GIVEN RECORDS section start
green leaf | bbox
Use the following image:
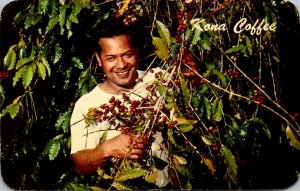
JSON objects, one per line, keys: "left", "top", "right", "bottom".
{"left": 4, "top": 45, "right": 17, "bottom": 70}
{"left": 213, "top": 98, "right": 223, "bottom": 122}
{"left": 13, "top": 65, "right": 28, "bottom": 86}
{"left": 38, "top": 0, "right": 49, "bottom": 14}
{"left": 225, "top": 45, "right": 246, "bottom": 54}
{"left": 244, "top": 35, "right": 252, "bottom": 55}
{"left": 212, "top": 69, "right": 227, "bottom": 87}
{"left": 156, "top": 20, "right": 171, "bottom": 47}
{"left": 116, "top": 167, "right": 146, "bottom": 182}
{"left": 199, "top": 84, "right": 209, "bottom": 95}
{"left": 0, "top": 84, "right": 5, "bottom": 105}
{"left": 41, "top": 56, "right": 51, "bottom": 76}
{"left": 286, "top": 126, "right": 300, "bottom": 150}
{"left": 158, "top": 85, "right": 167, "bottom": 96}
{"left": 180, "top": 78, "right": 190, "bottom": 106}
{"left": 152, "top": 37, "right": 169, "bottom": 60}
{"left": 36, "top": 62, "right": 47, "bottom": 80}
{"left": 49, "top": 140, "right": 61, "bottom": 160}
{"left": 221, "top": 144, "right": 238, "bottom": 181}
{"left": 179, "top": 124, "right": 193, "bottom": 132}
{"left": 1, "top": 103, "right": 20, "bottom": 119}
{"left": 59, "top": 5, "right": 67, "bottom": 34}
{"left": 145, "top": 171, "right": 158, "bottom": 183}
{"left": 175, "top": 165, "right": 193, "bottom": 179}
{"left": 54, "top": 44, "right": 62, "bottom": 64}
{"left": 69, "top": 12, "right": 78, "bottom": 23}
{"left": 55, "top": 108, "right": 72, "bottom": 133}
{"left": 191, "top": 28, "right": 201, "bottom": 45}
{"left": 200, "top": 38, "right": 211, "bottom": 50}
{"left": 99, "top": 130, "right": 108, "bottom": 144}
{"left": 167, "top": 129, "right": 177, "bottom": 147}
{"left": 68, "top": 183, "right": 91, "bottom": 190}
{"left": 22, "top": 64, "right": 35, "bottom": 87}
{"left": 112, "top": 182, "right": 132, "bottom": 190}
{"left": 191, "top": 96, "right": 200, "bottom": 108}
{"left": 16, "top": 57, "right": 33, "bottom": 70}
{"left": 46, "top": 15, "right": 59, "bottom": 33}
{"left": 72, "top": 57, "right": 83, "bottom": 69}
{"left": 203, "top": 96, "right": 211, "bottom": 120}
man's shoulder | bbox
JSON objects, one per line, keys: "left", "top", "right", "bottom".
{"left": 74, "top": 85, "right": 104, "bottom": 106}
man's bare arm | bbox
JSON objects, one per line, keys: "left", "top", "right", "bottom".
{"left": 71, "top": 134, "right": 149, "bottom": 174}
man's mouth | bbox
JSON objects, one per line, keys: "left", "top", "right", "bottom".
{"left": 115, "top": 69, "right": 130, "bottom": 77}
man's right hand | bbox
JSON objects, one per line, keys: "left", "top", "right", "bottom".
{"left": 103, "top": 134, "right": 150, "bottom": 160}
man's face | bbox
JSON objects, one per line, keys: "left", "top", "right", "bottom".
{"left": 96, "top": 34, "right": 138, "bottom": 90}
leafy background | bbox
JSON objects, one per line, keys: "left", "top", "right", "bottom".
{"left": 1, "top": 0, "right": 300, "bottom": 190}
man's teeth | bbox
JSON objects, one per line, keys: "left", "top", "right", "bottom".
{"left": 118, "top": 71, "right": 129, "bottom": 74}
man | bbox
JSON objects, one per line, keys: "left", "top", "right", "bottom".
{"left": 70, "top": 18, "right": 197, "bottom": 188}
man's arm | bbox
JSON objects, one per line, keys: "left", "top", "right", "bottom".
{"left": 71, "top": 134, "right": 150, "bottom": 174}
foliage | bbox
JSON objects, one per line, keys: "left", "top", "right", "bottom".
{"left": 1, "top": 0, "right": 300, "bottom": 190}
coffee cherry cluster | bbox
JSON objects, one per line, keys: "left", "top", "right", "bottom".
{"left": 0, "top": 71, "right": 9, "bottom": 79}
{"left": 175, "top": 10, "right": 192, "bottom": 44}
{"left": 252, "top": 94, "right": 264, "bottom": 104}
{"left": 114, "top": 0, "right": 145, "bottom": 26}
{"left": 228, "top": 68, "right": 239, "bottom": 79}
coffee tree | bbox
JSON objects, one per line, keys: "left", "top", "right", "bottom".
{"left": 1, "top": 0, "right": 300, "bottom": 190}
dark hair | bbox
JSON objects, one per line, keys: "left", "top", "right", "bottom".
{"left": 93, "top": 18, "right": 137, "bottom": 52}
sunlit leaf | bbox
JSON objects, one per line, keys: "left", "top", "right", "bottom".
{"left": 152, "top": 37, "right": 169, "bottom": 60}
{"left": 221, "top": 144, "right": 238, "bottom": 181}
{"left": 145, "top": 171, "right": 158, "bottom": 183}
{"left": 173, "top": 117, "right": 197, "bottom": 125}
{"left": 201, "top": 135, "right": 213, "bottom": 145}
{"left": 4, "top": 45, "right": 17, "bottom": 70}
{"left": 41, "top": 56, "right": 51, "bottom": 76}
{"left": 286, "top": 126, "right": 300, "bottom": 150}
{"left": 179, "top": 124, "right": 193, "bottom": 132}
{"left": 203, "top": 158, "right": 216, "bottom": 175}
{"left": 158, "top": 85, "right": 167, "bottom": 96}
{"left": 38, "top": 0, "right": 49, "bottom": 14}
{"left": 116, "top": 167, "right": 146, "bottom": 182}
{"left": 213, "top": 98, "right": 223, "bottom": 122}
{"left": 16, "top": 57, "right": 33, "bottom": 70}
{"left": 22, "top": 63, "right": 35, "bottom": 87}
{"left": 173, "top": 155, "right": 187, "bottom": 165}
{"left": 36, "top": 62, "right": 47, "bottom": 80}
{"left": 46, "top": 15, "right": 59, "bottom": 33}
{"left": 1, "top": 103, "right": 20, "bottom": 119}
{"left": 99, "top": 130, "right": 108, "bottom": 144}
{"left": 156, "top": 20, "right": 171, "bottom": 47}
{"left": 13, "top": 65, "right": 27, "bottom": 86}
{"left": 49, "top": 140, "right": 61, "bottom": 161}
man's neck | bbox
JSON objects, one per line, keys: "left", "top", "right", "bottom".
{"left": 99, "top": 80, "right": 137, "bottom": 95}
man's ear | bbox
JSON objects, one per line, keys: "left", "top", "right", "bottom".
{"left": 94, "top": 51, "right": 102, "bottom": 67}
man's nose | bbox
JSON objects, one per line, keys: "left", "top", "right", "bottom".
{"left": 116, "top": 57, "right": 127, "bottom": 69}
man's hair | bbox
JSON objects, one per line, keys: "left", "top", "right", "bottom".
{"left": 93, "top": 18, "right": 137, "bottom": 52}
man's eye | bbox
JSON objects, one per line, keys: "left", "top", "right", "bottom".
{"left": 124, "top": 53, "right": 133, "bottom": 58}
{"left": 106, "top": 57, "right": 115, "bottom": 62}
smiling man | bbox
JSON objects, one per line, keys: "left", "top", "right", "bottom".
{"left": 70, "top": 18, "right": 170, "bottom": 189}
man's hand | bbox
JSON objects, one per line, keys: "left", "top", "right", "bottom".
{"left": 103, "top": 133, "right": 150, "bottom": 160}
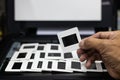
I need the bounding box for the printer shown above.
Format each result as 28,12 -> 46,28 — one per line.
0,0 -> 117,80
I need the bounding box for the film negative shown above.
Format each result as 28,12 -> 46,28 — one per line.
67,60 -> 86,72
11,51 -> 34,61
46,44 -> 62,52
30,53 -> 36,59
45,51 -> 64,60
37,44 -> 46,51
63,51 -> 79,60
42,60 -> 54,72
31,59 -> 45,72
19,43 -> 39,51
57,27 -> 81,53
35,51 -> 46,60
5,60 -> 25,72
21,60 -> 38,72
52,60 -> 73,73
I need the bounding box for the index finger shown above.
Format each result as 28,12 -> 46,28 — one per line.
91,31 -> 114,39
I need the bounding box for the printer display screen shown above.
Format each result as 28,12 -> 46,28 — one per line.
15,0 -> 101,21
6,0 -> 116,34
GIVEN RECORDS section end
Give again, unchanged, only the lines from the line containing "man's hair | bbox" to the last line of the records above. Pictures do not belong in the copy.

man's hair | bbox
JSON objects, one per line, keys: "left", "top", "right", "bottom".
{"left": 93, "top": 18, "right": 137, "bottom": 52}
man's eye | bbox
JSON objects, one per line, keys: "left", "top", "right", "bottom".
{"left": 124, "top": 53, "right": 133, "bottom": 58}
{"left": 106, "top": 57, "right": 115, "bottom": 62}
smiling man | bbox
JSON objects, one per line, keys: "left", "top", "right", "bottom".
{"left": 70, "top": 18, "right": 170, "bottom": 189}
man's hand | bbox
JSON objects, one per line, keys: "left", "top", "right", "bottom".
{"left": 103, "top": 133, "right": 150, "bottom": 160}
I need the bounding box for the printer shown above.
Format each result as 28,12 -> 46,28 — one per line.
0,0 -> 117,80
I need the bounding box for the film negative shown above.
Format each result as 28,12 -> 46,28 — one per line.
67,60 -> 86,72
11,51 -> 34,61
46,44 -> 62,52
30,53 -> 36,59
45,51 -> 64,60
37,44 -> 46,51
63,51 -> 79,60
42,60 -> 54,72
31,59 -> 45,72
19,43 -> 39,51
57,27 -> 81,53
35,51 -> 46,60
5,60 -> 25,72
21,60 -> 38,72
52,60 -> 73,73
I need the bounding box for the index finger shown above.
Format each result as 28,12 -> 46,28 — one per line.
91,31 -> 114,39
I need the bounding box for the printer display screen shown above.
Format each result as 28,12 -> 46,28 — one per line.
15,0 -> 101,21
6,0 -> 116,34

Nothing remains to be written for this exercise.